* [Do this]:
Can you quote everything in the attention-finance text below, from "Repricing Influence in" down to "to investment opportunities."?

* [Text segment]:
------------------------

If InfoFi Part I was about the measurement of attention, Part II is about its monetization. As protocols score and tokenize influence, a new question emerges: can these systems create durable economies—or are they inflating financialized noise?

CoinEx Research will analyze the second-order effects of InfoFi models and assess what it takes to make attention markets truly decentralized, interoperable, and meaningful.

Three Archetypes of Attention Finance: Kaito, Noise, Cookie

Repricing Influence in Web3 (II): The Financialization of Information

Kaito: Narrative Mining and the Feedback Flywheel

Kaito represents the most complete version of the social-to-capital feedback cycle. Its Yaps system rewards users for creating crypto-native content, and its ecosystem includes:

  • Pre-TGE leaderboards that gauge project mindshare;
  • Yapper rankings that determine eligibility for token drops;
  • Kaito Earns modules that link influence to investment opportunities.

The cycle is tight and recursive: content → Yaps → exposure → airdrop → more content. It's not just creator economy infrastructure—it’s a gamified funnel for narrative speculation.

This loop has proven powerful. Berachain and Story Protocol both tied their airdrop criteria to Kaito metrics, legitimizing Yaps as a proxy for influence equity. Nevertheless, it also means that Kaito’s algorithm becomes the de facto arbiter of who deserves capital, which brings us back to the issue of opaque scoring.

------------------------

* [Records shown]:
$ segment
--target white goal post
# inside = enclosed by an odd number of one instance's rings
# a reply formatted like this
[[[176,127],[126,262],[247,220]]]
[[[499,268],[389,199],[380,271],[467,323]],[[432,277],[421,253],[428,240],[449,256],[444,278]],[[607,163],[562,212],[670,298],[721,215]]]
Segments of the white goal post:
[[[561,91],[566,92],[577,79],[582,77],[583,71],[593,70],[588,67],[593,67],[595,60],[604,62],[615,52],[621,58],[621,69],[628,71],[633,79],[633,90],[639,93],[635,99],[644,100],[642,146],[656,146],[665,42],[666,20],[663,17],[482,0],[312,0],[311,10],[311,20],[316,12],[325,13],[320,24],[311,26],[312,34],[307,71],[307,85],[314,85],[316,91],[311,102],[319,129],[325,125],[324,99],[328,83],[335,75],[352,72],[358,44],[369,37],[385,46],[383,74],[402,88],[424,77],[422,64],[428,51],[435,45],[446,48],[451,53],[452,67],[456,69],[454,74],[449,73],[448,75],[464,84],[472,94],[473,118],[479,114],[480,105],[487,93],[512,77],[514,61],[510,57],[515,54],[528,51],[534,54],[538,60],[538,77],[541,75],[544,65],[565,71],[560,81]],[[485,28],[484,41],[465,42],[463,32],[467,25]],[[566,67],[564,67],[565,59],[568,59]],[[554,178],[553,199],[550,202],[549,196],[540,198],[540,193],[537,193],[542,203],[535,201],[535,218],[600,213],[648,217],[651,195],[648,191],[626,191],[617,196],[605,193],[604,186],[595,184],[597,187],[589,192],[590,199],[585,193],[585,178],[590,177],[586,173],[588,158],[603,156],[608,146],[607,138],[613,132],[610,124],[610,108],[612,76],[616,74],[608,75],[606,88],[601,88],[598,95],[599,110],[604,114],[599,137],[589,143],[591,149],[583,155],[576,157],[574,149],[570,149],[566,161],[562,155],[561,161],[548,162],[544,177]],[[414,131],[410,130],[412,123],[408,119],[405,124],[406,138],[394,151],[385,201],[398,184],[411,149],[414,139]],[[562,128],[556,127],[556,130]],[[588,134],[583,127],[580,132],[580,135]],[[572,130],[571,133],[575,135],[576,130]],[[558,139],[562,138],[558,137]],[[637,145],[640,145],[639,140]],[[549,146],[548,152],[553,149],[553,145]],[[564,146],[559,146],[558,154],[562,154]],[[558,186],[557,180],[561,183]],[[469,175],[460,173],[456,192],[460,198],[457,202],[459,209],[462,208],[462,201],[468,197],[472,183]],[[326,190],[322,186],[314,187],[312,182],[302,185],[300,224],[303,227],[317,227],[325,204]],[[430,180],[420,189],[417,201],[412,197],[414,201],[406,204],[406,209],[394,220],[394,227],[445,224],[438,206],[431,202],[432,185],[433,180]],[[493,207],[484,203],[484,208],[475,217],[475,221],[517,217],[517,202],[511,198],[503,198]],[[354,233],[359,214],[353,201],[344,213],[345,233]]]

------------------------

* [Solution to the problem]:
Repricing Influence in Web3 (II): The Financialization of Information

Kaito: Narrative Mining and the Feedback Flywheel

Kaito represents the most complete version of the social-to-capital feedback cycle. Its Yaps system rewards users for creating crypto-native content, and its ecosystem includes:

  • Pre-TGE leaderboards that gauge project mindshare;
  • Yapper rankings that determine eligibility for token drops;
  • Kaito Earns modules that link influence to investment opportunities.